=== What is needed ===
The records below must be duplicated exactly, character for character.

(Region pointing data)
====
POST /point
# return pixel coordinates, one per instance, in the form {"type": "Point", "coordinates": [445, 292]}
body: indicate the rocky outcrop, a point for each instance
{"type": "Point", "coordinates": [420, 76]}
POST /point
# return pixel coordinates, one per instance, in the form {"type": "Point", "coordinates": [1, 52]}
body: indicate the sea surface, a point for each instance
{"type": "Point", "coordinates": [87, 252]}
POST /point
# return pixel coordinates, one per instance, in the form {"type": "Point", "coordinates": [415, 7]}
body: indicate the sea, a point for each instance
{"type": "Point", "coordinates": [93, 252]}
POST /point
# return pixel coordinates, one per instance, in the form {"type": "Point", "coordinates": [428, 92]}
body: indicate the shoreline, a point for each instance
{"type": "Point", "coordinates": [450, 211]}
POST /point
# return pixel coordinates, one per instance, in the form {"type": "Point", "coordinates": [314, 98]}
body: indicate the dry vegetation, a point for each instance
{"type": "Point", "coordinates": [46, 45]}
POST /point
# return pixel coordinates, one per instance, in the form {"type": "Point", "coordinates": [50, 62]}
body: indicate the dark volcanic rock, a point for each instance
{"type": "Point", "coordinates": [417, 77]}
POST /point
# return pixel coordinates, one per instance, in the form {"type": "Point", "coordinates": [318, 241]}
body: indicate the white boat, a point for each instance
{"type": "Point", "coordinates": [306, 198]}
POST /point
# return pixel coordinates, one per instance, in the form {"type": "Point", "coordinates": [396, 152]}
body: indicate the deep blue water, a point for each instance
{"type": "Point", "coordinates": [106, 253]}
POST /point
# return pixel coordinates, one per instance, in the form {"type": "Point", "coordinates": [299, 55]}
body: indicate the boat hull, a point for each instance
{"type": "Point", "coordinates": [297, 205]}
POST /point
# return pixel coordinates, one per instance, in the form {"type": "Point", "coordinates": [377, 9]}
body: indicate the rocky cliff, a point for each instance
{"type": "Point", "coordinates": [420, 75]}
====
=== Response area ===
POST /point
# return pixel coordinates, one per instance, in the form {"type": "Point", "coordinates": [445, 292]}
body: indicate the rocky outcrop, a point for each instance
{"type": "Point", "coordinates": [420, 76]}
POST /point
# return pixel coordinates, one per instance, in the form {"type": "Point", "coordinates": [1, 52]}
body: indicate the sea surface, a point for each instance
{"type": "Point", "coordinates": [87, 252]}
POST /point
# return pixel coordinates, one per instance, in the form {"type": "Point", "coordinates": [415, 7]}
body: indicate the sea, a point for each instance
{"type": "Point", "coordinates": [93, 252]}
POST /point
# return pixel coordinates, one per instance, in the form {"type": "Point", "coordinates": [428, 92]}
body: indicate the shoreline, a point for each instance
{"type": "Point", "coordinates": [450, 211]}
POST /point
# return pixel coordinates, one per instance, in the form {"type": "Point", "coordinates": [314, 98]}
body: indicate the dry vegetation, a point for each instance
{"type": "Point", "coordinates": [46, 45]}
POST /point
# return pixel coordinates, one per instance, in the form {"type": "Point", "coordinates": [50, 62]}
body: indicate the dark volcanic rock, a point for each instance
{"type": "Point", "coordinates": [417, 77]}
POST /point
# return pixel coordinates, one per instance, in the form {"type": "Point", "coordinates": [318, 241]}
body: indicate the white boat, a point for each instance
{"type": "Point", "coordinates": [306, 198]}
POST /point
# return pixel coordinates, one per instance, in the form {"type": "Point", "coordinates": [396, 152]}
body: indicate the deep blue water, a point for each instance
{"type": "Point", "coordinates": [106, 253]}
POST /point
# return pixel coordinates, one per instance, in the form {"type": "Point", "coordinates": [299, 55]}
body: indicate the boat hull, a point for each instance
{"type": "Point", "coordinates": [297, 205]}
POST /point
# return pixel coordinates, one per instance, in the form {"type": "Point", "coordinates": [377, 9]}
body: indicate the rocky cliff, a point for each instance
{"type": "Point", "coordinates": [420, 75]}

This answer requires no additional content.